> **Work to be completed**:
Below are some entries. Return exactly the lines from the one with "the small pale" through the final line, leaving out any pictures.
· · · · · · ·
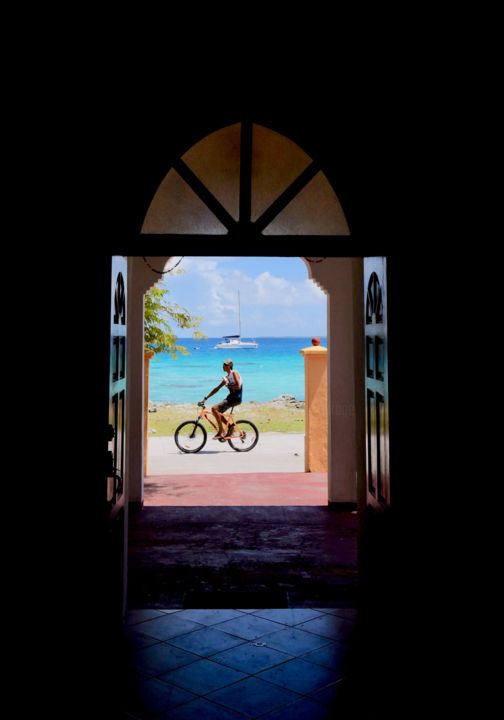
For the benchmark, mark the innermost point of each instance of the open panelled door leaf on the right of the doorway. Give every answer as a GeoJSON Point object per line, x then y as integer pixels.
{"type": "Point", "coordinates": [376, 368]}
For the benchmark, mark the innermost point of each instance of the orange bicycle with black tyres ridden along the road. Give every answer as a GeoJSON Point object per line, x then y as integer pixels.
{"type": "Point", "coordinates": [191, 435]}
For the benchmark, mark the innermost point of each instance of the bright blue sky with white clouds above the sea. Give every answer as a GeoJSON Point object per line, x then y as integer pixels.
{"type": "Point", "coordinates": [277, 297]}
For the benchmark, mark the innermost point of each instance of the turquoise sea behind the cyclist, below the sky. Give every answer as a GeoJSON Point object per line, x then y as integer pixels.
{"type": "Point", "coordinates": [275, 368]}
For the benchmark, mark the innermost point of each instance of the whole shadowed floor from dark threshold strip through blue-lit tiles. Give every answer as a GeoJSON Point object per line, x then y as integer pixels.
{"type": "Point", "coordinates": [294, 658]}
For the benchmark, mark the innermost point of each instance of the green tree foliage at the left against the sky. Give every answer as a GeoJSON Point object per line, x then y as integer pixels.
{"type": "Point", "coordinates": [160, 315]}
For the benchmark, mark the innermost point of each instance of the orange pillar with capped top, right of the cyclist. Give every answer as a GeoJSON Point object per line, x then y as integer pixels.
{"type": "Point", "coordinates": [315, 408]}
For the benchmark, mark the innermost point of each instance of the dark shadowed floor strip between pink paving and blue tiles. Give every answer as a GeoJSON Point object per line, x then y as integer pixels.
{"type": "Point", "coordinates": [182, 557]}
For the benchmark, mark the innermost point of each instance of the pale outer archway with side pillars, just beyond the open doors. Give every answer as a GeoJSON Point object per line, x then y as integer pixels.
{"type": "Point", "coordinates": [341, 278]}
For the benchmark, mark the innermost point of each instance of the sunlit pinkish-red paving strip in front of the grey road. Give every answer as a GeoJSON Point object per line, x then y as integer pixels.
{"type": "Point", "coordinates": [254, 489]}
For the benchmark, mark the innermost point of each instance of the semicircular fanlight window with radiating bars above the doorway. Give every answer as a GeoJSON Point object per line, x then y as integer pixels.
{"type": "Point", "coordinates": [245, 180]}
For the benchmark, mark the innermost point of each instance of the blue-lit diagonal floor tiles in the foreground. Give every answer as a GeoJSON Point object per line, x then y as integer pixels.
{"type": "Point", "coordinates": [277, 664]}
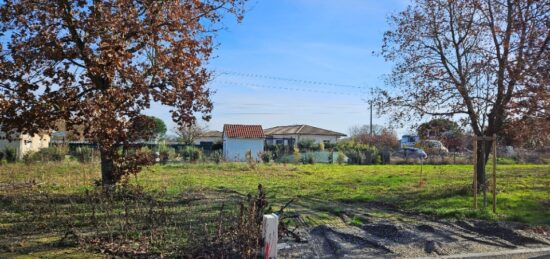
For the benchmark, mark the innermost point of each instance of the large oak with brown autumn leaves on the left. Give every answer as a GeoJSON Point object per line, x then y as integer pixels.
{"type": "Point", "coordinates": [98, 64]}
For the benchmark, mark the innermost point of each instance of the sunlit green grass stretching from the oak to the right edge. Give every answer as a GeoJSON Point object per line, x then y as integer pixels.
{"type": "Point", "coordinates": [442, 190]}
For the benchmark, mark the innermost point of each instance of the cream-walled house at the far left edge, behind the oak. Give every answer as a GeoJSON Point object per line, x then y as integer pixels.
{"type": "Point", "coordinates": [25, 143]}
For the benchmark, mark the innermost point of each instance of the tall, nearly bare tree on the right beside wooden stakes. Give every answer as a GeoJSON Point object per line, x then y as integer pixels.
{"type": "Point", "coordinates": [475, 59]}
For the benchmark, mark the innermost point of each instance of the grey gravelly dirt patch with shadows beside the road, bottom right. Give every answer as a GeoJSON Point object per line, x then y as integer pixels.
{"type": "Point", "coordinates": [407, 235]}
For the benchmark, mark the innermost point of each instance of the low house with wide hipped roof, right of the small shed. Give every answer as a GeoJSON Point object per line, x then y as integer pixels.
{"type": "Point", "coordinates": [292, 134]}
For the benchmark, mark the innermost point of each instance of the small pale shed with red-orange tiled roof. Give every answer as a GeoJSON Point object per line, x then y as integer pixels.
{"type": "Point", "coordinates": [239, 139]}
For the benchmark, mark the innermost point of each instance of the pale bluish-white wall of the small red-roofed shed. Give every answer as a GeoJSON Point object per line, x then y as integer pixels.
{"type": "Point", "coordinates": [234, 149]}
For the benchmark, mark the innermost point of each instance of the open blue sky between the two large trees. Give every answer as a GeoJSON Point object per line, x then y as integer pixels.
{"type": "Point", "coordinates": [299, 62]}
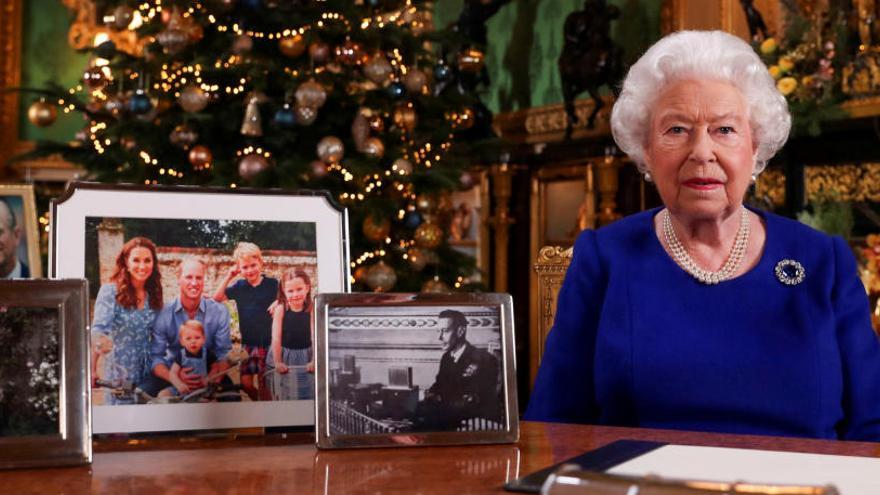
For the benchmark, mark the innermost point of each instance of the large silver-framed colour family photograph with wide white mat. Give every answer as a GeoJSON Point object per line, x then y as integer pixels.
{"type": "Point", "coordinates": [201, 300]}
· · · · · · ·
> **Answer to this exercise**:
For the benchmark, mark the innermost point of each instance of the small pale shed with red-orange tiled roof. Give every answer as a GeoJSON Point object per line, x then y as integer pixels.
{"type": "Point", "coordinates": [239, 139]}
For the benchmark, mark the innermost point of each instance of the pale bluish-white wall of the small red-roofed shed. Give every answer as a GeoJSON Point object per line, x then y as integer pixels.
{"type": "Point", "coordinates": [234, 149]}
For the benchmark, mark the innermost point of each instance of the open blue sky between the two large trees. Give every answer as a GeoJSON Point object per line, x then y as integer pixels.
{"type": "Point", "coordinates": [299, 62]}
For the benchmark, mark the innermost point of each instance of the large silver-framed colour family photograph with wide white mat. Give every answer as a GeoJSON Point object per line, x then y as integer pixels.
{"type": "Point", "coordinates": [201, 300]}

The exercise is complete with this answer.